> _TEXT FOR ANALYSIS_
----
Connecticut resident Slattery’s debut is a kaleidoscopic celebration of the immigrant experience thinly disguised as science fiction.
As New York bakes in the heat, Manuel Rodrigo de Guzmán González’s apartment explodes. There’s no sign of Manuel, but nobody—especially Manuel’s friend and lover Wendell Apogee—believes Manuel is dead. Since Manuel left no trace in any official record, police investigators Herman Trout and Lenny Salmon come to Wendell for help. Wendell, with no idea where Manuel went, slogs through a brawling, seething succession of parties, clubs, cockfights, restaurants and apartments populated by desperate immigrants, sometimes in the light of day, sometimes in a mysterious underground realm where railroad carriages hang suspended from the roof of a vast cavern. He narrowly avoids death at the hands of crime boss El Flaco, who believes Manuel has stolen his wife Lavinia away, and dodges attacks by four weird figures clad in purple raincoats that, mounted on zooming scooters, kill people with green death rays. Immediately dubbed the Four Horsemen, the hunters seem invulnerable to bullets and explosives. Advised by his friend Masoud Aziz that he must change his identity and stop looking for Manuel, Wendell notices that the Horsemen seem bent on killing all the members of the Church of Panic, a cult that believes the Earth is threatened with invasion by space aliens. A pathologist, meanwhile, ponders body parts fished from the East River that definitely aren’t human.
Pynchon crossed with Steinbeck, painted by Dali: Impossible to summarize, swinging from the surreal to the hyper-real, a brilliantly handled, tumultuous yarn that, for all its blazing pyrotechnics, has but a single point to make.
----
Image-backed grounding records:
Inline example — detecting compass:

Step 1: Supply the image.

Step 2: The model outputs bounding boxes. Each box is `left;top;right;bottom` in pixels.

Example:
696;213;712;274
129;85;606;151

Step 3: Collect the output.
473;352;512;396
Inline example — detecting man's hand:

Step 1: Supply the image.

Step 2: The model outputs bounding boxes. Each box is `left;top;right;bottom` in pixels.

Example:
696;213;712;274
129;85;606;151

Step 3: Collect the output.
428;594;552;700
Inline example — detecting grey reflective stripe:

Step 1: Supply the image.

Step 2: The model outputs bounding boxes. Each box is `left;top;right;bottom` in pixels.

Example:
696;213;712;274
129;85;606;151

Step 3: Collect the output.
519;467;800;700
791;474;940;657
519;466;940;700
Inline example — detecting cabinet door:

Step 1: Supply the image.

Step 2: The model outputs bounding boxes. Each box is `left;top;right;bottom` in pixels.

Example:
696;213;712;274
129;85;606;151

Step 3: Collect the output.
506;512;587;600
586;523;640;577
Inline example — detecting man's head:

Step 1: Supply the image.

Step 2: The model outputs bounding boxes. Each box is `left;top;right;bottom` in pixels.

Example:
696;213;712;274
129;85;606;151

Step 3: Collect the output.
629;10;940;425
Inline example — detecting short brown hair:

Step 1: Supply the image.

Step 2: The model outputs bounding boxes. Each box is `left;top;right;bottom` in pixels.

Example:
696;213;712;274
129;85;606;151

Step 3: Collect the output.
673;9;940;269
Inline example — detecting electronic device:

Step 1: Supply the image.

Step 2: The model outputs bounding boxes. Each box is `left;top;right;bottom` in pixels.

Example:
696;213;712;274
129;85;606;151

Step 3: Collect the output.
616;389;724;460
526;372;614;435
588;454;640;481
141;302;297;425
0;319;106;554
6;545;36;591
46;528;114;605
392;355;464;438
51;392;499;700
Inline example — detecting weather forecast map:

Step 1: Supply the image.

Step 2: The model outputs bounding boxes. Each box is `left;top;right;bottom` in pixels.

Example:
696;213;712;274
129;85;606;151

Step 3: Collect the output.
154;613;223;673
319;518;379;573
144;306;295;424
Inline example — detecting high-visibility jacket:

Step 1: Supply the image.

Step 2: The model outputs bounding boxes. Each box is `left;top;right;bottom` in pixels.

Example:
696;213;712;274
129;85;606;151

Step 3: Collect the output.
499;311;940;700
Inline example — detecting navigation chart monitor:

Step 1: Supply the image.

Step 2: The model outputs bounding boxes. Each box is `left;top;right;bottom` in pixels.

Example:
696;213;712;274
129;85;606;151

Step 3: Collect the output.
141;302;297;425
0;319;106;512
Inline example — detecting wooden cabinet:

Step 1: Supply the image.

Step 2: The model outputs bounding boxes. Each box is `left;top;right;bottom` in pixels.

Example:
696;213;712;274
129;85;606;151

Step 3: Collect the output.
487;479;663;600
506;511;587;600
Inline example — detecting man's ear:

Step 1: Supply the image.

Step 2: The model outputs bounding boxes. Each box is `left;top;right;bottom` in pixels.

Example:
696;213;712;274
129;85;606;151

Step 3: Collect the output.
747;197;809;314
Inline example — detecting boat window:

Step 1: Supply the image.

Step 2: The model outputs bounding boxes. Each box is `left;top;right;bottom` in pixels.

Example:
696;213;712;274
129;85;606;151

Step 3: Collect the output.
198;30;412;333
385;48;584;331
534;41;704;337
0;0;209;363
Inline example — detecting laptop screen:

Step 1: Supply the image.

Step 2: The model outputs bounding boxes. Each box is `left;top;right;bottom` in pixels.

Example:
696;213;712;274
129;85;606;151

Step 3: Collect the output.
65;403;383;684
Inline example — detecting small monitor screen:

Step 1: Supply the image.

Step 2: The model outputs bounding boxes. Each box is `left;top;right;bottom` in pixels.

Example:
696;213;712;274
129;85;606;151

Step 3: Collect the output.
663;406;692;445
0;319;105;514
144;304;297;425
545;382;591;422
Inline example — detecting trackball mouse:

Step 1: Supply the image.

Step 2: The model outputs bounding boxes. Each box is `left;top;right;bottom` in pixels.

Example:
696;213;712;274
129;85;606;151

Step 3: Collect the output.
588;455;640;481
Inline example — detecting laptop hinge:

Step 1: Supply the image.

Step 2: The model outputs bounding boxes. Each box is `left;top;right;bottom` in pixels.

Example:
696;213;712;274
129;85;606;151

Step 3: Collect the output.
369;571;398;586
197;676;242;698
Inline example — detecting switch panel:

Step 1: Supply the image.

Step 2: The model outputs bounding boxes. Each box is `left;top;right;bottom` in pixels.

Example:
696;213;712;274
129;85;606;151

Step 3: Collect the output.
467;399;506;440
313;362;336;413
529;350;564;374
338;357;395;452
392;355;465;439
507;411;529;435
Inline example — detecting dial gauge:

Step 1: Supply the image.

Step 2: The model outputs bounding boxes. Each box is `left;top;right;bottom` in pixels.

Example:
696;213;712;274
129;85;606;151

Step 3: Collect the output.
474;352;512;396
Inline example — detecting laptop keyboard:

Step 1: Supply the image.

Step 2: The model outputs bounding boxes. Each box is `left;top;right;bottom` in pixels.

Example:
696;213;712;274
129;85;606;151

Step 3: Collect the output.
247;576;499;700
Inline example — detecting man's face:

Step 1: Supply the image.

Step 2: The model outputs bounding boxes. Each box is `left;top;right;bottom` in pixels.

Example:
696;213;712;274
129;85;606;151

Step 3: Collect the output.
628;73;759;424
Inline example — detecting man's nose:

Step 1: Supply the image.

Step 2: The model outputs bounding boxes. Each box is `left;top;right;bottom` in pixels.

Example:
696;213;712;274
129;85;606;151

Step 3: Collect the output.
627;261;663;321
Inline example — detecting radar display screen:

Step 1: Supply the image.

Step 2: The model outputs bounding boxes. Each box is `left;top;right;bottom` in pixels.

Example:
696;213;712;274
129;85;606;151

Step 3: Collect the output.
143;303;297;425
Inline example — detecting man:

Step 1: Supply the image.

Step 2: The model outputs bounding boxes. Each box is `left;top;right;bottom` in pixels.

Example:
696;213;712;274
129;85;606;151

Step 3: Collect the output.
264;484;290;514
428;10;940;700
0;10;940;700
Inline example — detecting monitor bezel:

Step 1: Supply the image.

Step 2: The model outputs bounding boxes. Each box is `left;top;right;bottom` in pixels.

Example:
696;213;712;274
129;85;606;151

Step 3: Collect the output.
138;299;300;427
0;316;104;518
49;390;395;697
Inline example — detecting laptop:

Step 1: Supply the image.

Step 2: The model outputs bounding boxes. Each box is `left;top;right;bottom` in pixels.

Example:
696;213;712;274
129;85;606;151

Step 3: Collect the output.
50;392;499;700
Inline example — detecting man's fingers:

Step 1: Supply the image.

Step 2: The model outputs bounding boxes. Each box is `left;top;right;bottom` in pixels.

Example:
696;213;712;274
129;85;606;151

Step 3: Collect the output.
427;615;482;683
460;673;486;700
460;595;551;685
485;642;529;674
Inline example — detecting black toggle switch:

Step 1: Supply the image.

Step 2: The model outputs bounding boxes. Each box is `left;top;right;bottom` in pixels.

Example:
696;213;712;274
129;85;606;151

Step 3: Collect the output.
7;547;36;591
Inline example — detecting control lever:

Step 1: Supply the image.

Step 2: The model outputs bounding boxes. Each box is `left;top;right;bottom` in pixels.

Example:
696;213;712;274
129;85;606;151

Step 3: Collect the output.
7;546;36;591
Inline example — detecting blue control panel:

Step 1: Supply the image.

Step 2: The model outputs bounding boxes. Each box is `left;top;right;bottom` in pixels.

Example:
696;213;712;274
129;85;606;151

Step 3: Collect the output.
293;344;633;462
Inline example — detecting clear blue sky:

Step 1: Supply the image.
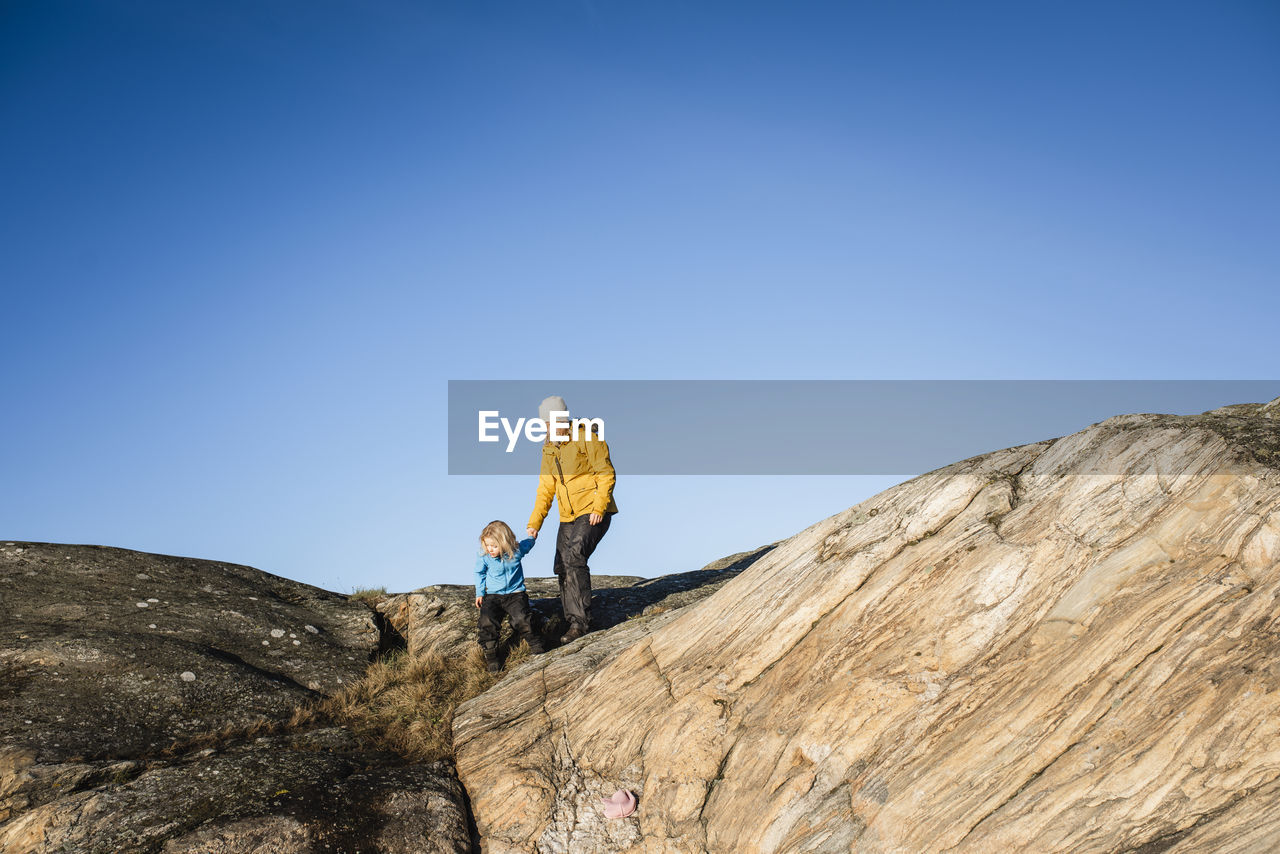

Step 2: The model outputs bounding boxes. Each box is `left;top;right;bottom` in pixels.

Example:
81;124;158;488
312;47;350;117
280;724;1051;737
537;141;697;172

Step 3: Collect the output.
0;0;1280;590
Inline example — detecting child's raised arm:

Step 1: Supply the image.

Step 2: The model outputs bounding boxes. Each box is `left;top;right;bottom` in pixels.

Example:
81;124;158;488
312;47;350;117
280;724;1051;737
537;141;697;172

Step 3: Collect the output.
476;554;485;608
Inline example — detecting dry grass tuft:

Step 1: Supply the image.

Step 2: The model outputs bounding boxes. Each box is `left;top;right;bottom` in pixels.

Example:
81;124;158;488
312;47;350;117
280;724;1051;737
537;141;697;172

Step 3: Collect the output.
347;588;387;604
289;641;530;762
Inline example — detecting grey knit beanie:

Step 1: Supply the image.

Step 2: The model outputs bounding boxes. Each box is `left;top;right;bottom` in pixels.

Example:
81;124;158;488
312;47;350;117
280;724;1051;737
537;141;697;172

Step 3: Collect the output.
538;394;568;424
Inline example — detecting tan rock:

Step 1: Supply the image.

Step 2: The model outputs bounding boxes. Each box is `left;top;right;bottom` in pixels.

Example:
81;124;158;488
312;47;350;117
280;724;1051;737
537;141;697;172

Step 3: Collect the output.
454;402;1280;853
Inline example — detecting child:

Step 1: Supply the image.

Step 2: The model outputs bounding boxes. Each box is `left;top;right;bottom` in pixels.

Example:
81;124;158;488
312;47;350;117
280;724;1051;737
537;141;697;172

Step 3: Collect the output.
476;521;543;673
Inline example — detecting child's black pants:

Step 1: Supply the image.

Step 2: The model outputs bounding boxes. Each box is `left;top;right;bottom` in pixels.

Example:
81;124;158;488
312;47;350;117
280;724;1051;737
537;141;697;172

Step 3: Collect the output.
480;590;541;652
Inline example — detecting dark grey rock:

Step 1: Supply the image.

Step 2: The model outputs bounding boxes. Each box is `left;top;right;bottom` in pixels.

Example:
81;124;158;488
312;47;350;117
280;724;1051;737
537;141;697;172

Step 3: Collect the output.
375;545;773;656
0;729;471;854
0;543;379;763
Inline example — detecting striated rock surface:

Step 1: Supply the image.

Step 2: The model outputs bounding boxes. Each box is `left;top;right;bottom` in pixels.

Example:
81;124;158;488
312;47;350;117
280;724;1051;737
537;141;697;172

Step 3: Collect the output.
0;543;470;854
454;401;1280;854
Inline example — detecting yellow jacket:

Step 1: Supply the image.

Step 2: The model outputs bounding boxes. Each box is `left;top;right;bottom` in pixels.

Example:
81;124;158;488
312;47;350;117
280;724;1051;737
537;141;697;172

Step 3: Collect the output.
529;419;618;531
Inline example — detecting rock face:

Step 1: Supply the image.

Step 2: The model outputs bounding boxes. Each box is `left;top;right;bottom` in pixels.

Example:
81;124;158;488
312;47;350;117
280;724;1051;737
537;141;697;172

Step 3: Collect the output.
0;543;470;854
0;729;471;854
454;401;1280;854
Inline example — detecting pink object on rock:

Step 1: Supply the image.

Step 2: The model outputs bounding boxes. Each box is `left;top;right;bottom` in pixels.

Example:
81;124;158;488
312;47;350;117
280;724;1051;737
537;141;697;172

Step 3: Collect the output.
600;789;636;818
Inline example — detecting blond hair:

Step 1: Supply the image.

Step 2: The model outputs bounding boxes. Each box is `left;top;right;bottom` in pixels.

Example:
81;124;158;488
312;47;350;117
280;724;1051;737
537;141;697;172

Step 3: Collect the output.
480;520;520;561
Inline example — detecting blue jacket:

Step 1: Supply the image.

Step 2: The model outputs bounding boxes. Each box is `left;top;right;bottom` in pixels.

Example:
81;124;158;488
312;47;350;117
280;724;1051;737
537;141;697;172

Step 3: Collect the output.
476;536;534;597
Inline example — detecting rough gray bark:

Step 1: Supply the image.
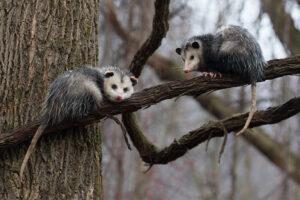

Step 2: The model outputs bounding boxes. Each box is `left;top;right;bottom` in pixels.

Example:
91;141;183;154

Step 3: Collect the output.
0;0;102;199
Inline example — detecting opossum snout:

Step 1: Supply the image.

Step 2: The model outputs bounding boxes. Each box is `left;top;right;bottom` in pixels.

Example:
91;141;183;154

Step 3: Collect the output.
183;68;190;73
116;94;122;100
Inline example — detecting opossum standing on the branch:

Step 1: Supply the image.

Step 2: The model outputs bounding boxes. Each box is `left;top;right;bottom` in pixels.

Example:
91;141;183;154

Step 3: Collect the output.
176;25;267;135
20;66;138;183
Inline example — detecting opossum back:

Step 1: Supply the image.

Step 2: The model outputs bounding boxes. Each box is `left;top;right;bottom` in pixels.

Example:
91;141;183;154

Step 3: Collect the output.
44;67;103;124
215;26;266;82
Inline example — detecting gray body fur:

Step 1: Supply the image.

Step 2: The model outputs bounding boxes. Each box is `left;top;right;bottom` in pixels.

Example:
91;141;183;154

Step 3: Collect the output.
176;26;267;135
43;66;132;125
177;25;267;83
20;66;137;183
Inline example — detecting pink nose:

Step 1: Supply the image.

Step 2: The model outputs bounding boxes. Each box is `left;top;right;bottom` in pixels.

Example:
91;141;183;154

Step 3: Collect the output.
117;94;122;100
183;68;190;73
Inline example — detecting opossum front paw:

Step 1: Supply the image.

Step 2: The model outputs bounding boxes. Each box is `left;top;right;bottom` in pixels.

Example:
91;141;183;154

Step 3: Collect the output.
202;72;222;78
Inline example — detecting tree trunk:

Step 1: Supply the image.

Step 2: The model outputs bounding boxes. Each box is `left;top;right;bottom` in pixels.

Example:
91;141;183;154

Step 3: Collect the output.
0;0;102;200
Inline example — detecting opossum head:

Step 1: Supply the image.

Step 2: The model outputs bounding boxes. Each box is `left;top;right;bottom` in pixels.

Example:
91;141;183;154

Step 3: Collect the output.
103;70;138;102
176;38;203;73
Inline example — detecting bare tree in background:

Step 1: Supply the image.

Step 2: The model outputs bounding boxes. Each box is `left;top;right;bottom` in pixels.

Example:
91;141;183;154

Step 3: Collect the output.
0;0;300;199
0;0;102;200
----
> _TASKS AND EXERCISES_
[1] In the book review, replace "yarn" with "novel" in the part that opens with the words "Pynchon crossed with" and closes with "point to make.".
[2] Which individual characters in the novel does the book review identify by name?
The records are not needed for this work.

> _RESULTS IN ORDER_
[1]
Pynchon crossed with Steinbeck, painted by Dali: Impossible to summarize, swinging from the surreal to the hyper-real, a brilliantly handled, tumultuous novel that, for all its blazing pyrotechnics, has but a single point to make.

[2]
Manuel Rodrigo de Guzmán González
Wendell Apogee
Herman Trout
Lenny Salmon
El Flaco
Lavinia
Masoud Aziz